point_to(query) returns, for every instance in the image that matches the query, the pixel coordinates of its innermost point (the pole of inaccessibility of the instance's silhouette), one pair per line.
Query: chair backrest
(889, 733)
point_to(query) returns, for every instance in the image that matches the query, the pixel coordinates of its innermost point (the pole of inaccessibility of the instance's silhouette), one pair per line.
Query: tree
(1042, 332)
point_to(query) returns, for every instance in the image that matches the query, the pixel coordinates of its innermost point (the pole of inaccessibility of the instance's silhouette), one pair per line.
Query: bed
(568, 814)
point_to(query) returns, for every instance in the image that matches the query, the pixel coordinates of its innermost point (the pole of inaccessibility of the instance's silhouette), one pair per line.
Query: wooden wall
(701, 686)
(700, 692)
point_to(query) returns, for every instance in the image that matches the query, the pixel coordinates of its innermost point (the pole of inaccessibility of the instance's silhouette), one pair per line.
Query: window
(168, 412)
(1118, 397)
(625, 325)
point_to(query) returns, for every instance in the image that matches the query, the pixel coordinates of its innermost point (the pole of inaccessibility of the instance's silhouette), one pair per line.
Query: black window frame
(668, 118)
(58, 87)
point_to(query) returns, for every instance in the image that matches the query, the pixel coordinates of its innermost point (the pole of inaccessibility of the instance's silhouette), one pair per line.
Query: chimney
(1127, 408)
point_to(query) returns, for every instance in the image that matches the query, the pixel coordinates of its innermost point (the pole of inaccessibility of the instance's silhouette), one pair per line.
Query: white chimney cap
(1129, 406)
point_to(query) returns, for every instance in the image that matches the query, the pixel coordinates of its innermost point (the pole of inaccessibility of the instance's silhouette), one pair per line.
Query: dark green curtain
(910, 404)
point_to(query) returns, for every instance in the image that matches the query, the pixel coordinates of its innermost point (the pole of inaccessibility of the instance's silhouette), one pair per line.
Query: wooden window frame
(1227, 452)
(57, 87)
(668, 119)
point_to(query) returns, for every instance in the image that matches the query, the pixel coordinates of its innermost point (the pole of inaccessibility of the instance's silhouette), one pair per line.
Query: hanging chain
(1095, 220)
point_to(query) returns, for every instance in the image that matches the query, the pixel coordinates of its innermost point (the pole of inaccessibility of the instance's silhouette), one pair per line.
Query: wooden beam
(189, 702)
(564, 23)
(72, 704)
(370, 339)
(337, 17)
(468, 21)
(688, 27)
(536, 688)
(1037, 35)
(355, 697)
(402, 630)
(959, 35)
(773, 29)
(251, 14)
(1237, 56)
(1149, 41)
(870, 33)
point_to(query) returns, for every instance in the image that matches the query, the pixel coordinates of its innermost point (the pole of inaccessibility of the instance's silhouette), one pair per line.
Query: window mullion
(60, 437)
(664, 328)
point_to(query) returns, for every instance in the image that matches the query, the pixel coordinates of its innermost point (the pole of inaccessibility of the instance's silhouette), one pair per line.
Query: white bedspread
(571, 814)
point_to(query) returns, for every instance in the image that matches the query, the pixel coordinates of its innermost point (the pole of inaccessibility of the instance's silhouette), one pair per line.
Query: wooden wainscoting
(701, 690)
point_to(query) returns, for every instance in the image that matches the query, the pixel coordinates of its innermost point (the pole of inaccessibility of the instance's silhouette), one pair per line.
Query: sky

· · · · ·

Please update the entries above by swapping "innermost point" for "deepest interior point" everywhere it occurs, keeping everything else the same.

- [Finished answer]
point_to(query) returns, for every instance in the image that matches the query, the pixel coordinates of its deepest interior point (the pole of inaccessibility of the instance's silhouette), one pair per line.
Query: chair backrest
(889, 733)
point_to(query) returns, for every instance in the image that matches the query, the pixel coordinates of its deepest interior point (the pole of inaccessibility of the instance's silhouette), one pair per line.
Query: tree
(1042, 332)
point_to(query) returns, for every instance in the image that matches the query, the pixel coordinates of its deepest interior point (the pole of inaccessibility of the instance's silhouette), one pair per line.
Query: bed
(568, 814)
point_to(query) returns, for every instance in the image that matches the query, the pixel coordinates of its deepest interior point (the pole of inaccessibility of the instance's silhouette), one pair per line.
Query: wooden wall
(701, 686)
(700, 692)
point_to(query) returns, for every instance in the image that matches the query, the pixel coordinates of its deepest interior point (the pole of inaccessibility of the instance's silhouette), one pair per line.
Query: window
(168, 412)
(1118, 397)
(625, 325)
point_to(query) returns, for every instance in the image that matches the query, the pixel coordinates of its deepest interior point (the pole of inaccessibility of the instance's silhouette), one pair per line.
Query: black window frame
(668, 118)
(58, 87)
point_to(query) returns, for every instance in the image that matches the query, the pixel coordinates of its deepest interior point (the pole of inaccessibility of the instance's silhouette), one pair per line.
Query: chimney
(1127, 408)
point_to(query) returns, for every instance in the image that matches the query, the pixel coordinates of its deepest interior point (the pole of inaccessibility of the instance's silhouette), one pair per line.
Query: white chimney cap
(1129, 406)
point_to(query) returns, for every instance in the image that matches the query, the pixel coordinates of its deepest interior point (the pole of inaccessibility of the instance's silhouette), one pair per line.
Query: dark green curtain
(910, 404)
point_to(query) returns, for every instance in the image that matches the query, the pixel coordinates of its deepest interior point (the pole of inaccessibility of the instance's silhouette), one pair per line.
Query: wooden window frame
(1227, 452)
(57, 87)
(668, 119)
point_to(query) returns, for every instance in the image that matches the query, the pixel coordinates of its deepest interior point (the pole of inaccessibility of the instance's silhouette), one pair per line.
Query: hanging chain
(1095, 220)
point_to(query) returns, for every instance in the image that matches the query, the pixel coordinates of its deepest interior point (the pole of inaccessibility of the instance's silhouette), one pair per line.
Query: wooden beam
(189, 702)
(564, 23)
(72, 704)
(370, 339)
(337, 17)
(468, 21)
(688, 27)
(536, 688)
(1037, 35)
(355, 697)
(402, 630)
(959, 35)
(773, 29)
(251, 14)
(1237, 56)
(1149, 41)
(870, 33)
point_to(query) returns, for every instance in the image that matches the query, the pixel coordinates of its deepest interior point (the pole of inaccessibility of the instance's silhouette), one pair per line.
Query: window mullion
(60, 437)
(664, 328)
point_to(query) returns, for every instance in the image that matches the query, the pixel coordinates of its deepest interior point (the pole of inaccessibility of the instance's silhouette), one pair per line.
Query: white bedspread
(571, 814)
point_to(query) returns, for every instance in the image that matches the query, the pixel coordinates of its deepest interior point (the pole of inaccessibility of the instance's silhouette), one pair per line.
Query: wooden wainscoting
(701, 690)
point_to(query) returns, for every instance in the image that matches the query, the pixel coordinates of its deepest interior point (the pole of inaccessibility of the instance's silhouette), one pair per line.
Query: sky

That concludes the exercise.